BEGIN Supplied data

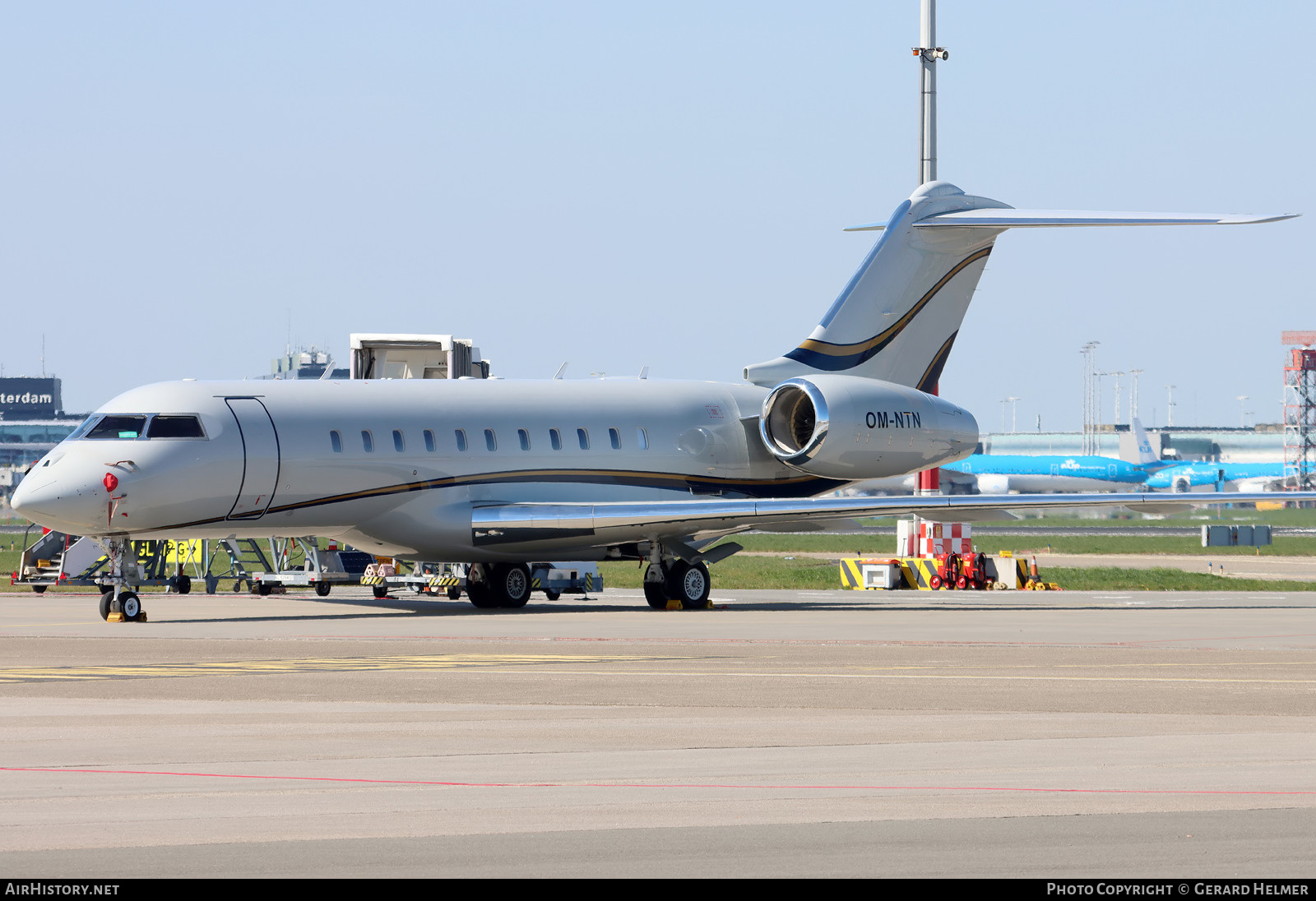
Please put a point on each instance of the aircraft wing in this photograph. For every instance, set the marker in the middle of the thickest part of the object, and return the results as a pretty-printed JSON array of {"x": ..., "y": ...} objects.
[
  {"x": 1043, "y": 219},
  {"x": 620, "y": 523}
]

END Supplied data

▸ **Short problem**:
All entries are to be retyped exactly. Omit any embedded images.

▸ **Result for this exercise**:
Please put a point on each instance of the aircraft wing in this photograph. For every instance, set the marker in the middle of the thickest part of the object, and return the results as a pretty-printed JSON array of {"x": ..., "y": ...} objects.
[
  {"x": 1043, "y": 219},
  {"x": 620, "y": 523}
]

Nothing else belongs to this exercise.